Passage shown:
Farmers, Indigenous land users come together to launch new land sharing network in Saskatchewan

Much-needed alliance is a concrete step toward land-based reconciliation and implementing the Treaty relationship.

Farmers, ranchers, and Indigenous land users from across Saskatchewan gathered at a farm in Bladworth, SK, today to launch the newly formed Treaty Land Sharing Network (TLSN). The grassroots group is made up of farmers and ranchers who have come together to share land as treaties intended, and to actively welcome Indigenous people to practice their way of life on the land that they farm. Land within the network can be accessed for gathering plants and medicines, hunting, holding ceremony, and other uses.

Over 80 people attended the launch, which included a pipe ceremony organized by the Office of the Treaty Commissioner followed by a lunch and social gathering. Members took home signs to post on their land welcoming Indigenous land users. A directory of land accessible through the network is also now online on the group’s website (treatylandsharingnetwork.ca).

“The Treaty Land Sharing Network is a welcome and much-needed alliance with farmers and ranchers who want to share their land and the medicines that are on it,” says Joely BigEagle Kequahtooway with Buffalo People Arts Institute, who attended the launch. “This is a tangible example of reconciliation in action.”

Apply what you read:
**1)** What three activities made up the launch event, according to the article on the Treaty Land Sharing Network?
**2)** Using the article on the Treaty Land Sharing Network, answer:
(a) In what place did the launch happen?
(b) How many people attended the launch?
(c) What organization is Joely BigEagle Kequahtooway with?
The records have no connection to the article on the Treaty Land Sharing Network.

(Image point grounding data)
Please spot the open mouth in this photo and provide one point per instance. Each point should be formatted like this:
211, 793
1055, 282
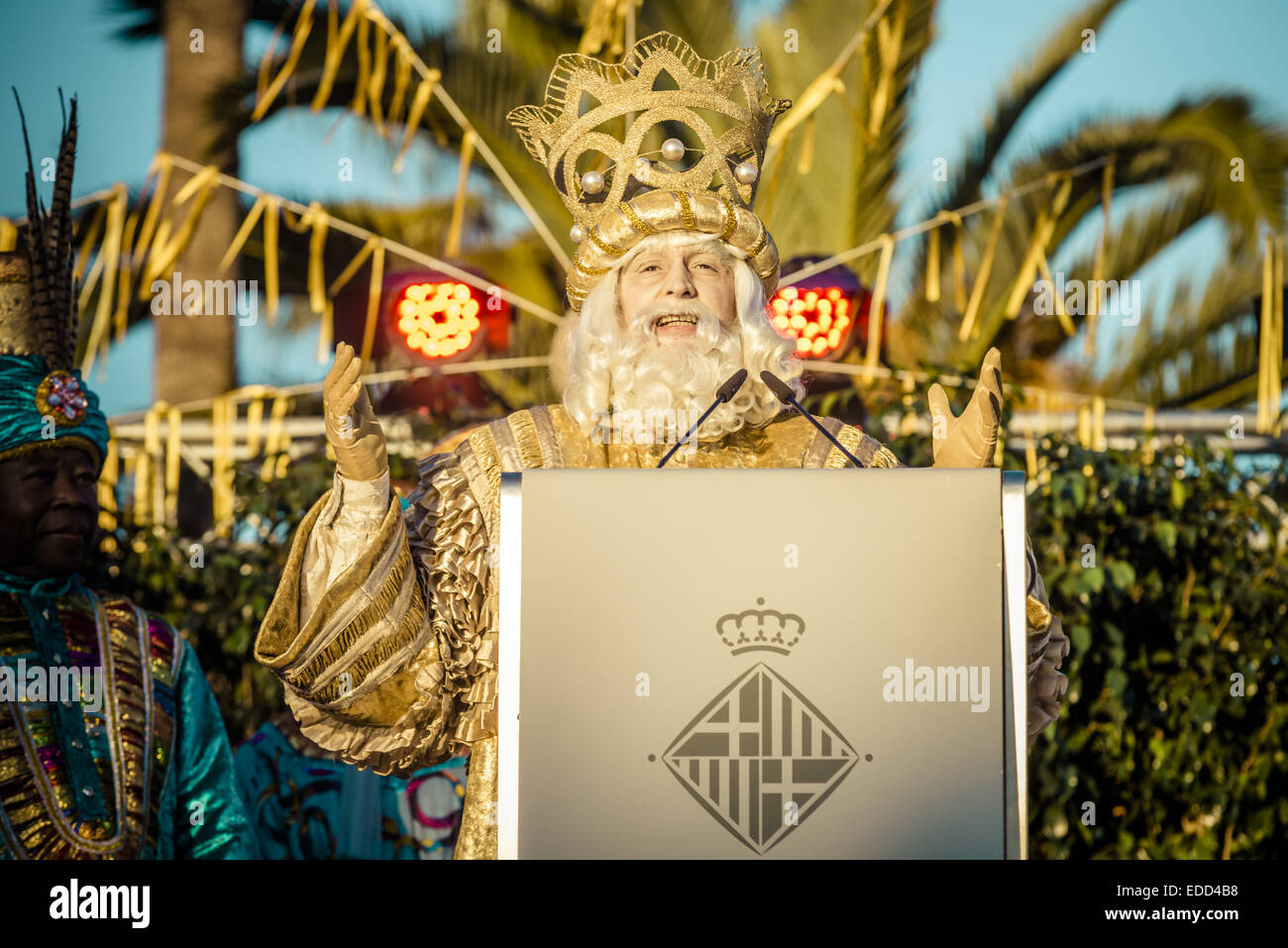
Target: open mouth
673, 320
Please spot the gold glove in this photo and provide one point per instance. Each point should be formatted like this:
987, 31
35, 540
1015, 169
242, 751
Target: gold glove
351, 423
969, 441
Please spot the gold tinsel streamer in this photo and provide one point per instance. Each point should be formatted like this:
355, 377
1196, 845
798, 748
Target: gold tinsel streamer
377, 272
124, 278
275, 442
805, 162
172, 458
977, 296
89, 240
376, 84
223, 414
270, 209
265, 98
150, 483
1276, 365
160, 166
1035, 253
876, 311
359, 106
413, 115
1030, 450
165, 250
932, 265
335, 43
243, 233
1270, 363
1147, 438
1098, 268
314, 220
1056, 299
958, 263
1098, 424
254, 419
107, 479
889, 43
108, 262
454, 230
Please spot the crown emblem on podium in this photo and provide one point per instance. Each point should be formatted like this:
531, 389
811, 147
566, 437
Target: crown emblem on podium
730, 89
760, 630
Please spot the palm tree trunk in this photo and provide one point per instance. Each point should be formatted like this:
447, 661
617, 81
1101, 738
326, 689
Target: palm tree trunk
194, 355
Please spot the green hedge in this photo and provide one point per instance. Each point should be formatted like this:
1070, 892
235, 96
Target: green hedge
1186, 587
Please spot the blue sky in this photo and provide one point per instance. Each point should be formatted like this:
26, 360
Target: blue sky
1149, 54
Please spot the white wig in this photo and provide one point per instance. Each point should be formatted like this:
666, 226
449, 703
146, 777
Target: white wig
610, 369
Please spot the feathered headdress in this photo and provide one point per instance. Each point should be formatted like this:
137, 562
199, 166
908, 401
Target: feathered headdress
43, 398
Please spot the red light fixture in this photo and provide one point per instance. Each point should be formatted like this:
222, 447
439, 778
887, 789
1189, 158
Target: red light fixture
818, 312
439, 320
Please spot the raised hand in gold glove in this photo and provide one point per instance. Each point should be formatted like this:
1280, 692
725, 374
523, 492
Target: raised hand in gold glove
969, 441
351, 423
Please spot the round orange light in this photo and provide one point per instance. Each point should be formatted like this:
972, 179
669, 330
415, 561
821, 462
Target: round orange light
438, 318
818, 318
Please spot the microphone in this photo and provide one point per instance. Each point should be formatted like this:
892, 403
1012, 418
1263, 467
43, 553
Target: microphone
724, 394
785, 394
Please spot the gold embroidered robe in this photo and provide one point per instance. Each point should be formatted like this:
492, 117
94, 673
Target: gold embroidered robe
394, 666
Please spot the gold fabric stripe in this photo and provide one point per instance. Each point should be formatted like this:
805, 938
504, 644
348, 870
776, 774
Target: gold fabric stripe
477, 837
599, 244
818, 450
636, 220
374, 612
691, 222
546, 433
588, 270
730, 218
526, 440
406, 633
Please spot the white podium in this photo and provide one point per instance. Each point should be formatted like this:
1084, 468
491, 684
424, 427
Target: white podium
763, 664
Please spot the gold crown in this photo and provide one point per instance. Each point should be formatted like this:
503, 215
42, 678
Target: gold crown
623, 194
760, 631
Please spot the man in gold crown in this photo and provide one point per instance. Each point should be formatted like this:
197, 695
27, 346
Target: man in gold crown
384, 629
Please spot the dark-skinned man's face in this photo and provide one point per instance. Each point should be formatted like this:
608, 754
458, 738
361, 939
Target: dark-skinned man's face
48, 511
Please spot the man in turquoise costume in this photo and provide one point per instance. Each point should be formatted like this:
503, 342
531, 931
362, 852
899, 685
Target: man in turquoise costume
111, 745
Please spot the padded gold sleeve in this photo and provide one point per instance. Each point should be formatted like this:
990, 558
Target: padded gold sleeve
382, 670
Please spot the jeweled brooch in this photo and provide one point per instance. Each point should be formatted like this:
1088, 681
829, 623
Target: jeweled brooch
60, 395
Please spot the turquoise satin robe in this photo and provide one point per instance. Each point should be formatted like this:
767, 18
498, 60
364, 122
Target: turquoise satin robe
127, 759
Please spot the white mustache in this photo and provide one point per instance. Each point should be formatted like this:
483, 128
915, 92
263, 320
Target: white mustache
645, 320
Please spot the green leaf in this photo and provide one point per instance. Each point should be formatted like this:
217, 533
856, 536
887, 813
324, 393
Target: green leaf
1117, 681
1121, 575
1091, 579
1164, 531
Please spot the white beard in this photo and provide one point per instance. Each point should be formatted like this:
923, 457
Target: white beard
619, 377
668, 384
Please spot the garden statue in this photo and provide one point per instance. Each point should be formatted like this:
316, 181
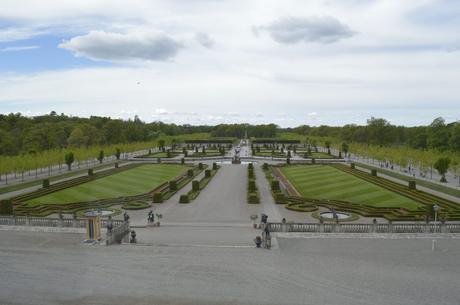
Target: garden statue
150, 218
258, 241
133, 239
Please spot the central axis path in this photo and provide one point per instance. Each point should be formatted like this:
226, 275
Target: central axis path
223, 201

Solutions to the exercise:
**1)** A pipe ceremony, a lunch and a social gathering.

**2)**
(a) A farm in Bladworth, SK
(b) Over 80 people
(c) Buffalo People Arts Institute